--- Selected extract ---

3. **Applications**:
   - **Text Analysis**: Used to compare the similarity between documents or sentences.
   - **Recommendation Systems**: Helps in finding similar items or users based on their embeddings.
   - **Image Recognition**: Used to compare feature vectors of images.

4. **Advantages**:
   - **Scale-Invariant**: Cosine similarity is unaffected by the magnitude of the vectors, making it useful for comparing normalized data.
   - **Efficient**: Computationally efficient for high-dimensional data.

5. **Example**:
   Suppose we have two word embeddings \( \mathbf{A} \) and \( \mathbf{B} \):
   $$
   \mathbf{A} = [1, 2, 3], \quad \mathbf{B} = [4, 5, 6]
   $$
   The cosine similarity is calculated as:
   $$
   \text{cosine similarity} = \frac{(1 \cdot 4 + 2 \cdot 5 + 3 \cdot 6)}{\sqrt{1^2 + 2^2 + 3^2} \cdot \sqrt{4^2 + 5^2 + 6^2}} = \frac{32}{\sqrt{14} \cdot \sqrt{77}} \approx 0.974
   $$

Cosine similarity is a powerful tool for measuring similarity in various applications, especially when dealing with high-dimensional data like embeddings.

In [2]:
def cosine_similarity(a, b):
    return np.dot(a, b) / (np.linalg.norm(a) * np.linalg.norm(b))

# Embeddings calculation for the ada model

In [3]:

text = 'the quick brown fox jumped over the lazy dog'
model = 'text-embedding-ada-002'
try:
    text_embedding_ada=client.embeddings.create(input = [text], model=model, dimensions=1536).data[0].embedding
except Exception as e:
    text_embedding_ada=client.embeddings.create(input = [text], model=model,).data[0].embedding

In [None]:
print(text_embedding_ada[:10])
print(len(text_embedding_ada))

# Word comparision using embeddings and cosine similarity

In [None]:
# compare several words
automobile_embedding_ada    = client.embeddings.create(input = 'automobile', model=model).data[0].embedding
vehicle_embedding_ada       = client.embeddings.create(input = 'vehicle', model=model).data[0].embedding
dinosaur_embedding_ada      = client.embeddings.create(input = 'dinosaur', model=model).data[0].embedding
stick_embedding_ada         = client.embeddings.create(input = 'stick', model=model).data[0].embedding
huskey_embedding_ada        = client.embeddings.create(input = 'huskey', model=model).data[0].embedding
brown_embedding_ada         = client.embeddings.create(input = 'brown fox', model=model).data[0].embedding

# comparing cosine similarity, automobiles vs automobiles should be 1.0, i.e exactly the same, while automobiles vs dinosaurs should be between 0 and 1, i.e. not the same
print(cosine_similarity(automobile_embedding_ada, automobile_embedding_ada))

---

Tasks to complete:
1) From the cosine similarity notes, write out the part that opens with the words containing "- **Recommendation Systems**: Helps" and closes with "comparing normalized data.", replacing "magnitude" with "length".
2) Render this sentence from the cosine similarity notes in Spanish: "Cosine similarity is a powerful tool for measuring similarity in various applications, especially when dealing with high-dimensional data like embeddings."
The material plays no role here.

--- Stored records ---

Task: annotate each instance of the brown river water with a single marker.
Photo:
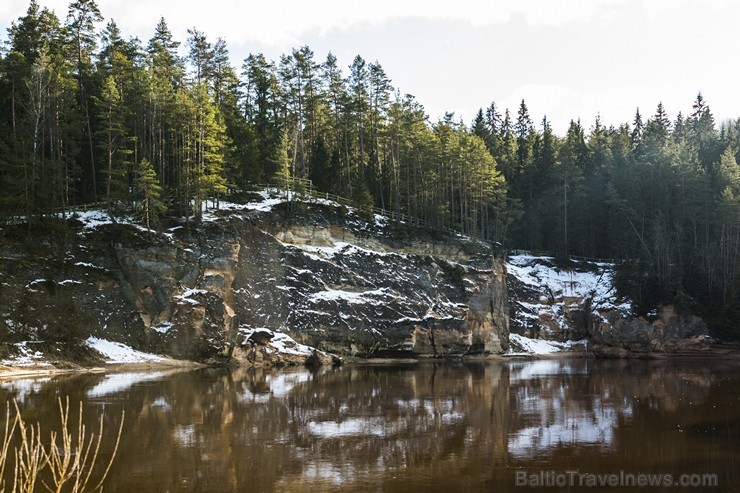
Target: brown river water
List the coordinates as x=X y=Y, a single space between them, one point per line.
x=549 y=425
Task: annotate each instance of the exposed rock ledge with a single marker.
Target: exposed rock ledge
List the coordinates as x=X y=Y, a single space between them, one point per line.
x=311 y=271
x=319 y=276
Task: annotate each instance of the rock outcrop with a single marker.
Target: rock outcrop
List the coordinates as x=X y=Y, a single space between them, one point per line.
x=315 y=272
x=578 y=302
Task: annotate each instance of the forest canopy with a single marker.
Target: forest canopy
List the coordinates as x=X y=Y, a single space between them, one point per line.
x=89 y=115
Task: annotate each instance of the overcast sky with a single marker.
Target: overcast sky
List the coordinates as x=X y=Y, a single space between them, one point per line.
x=565 y=58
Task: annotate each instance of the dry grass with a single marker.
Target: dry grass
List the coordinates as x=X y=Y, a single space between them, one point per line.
x=66 y=464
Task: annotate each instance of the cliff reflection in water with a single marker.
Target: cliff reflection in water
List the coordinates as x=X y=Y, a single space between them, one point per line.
x=424 y=427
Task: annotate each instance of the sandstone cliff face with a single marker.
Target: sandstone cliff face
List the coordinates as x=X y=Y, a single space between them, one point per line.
x=323 y=276
x=578 y=302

---

Answers to the tasks:
1)
- **Recommendation Systems**: Helps in finding similar items or users based on their embeddings.
   - **Image Recognition**: Used to compare feature vectors of images.

4. **Advantages**:
   - **Scale-Invariant**: Cosine similarity is unaffected by the length of the vectors, making it useful for comparing normalized data.

2) La similitud del coseno es una herramienta potente para medir la similitud en diversas aplicaciones, especialmente cuando se trabaja con datos de alta dimensionalidad como los embeddings.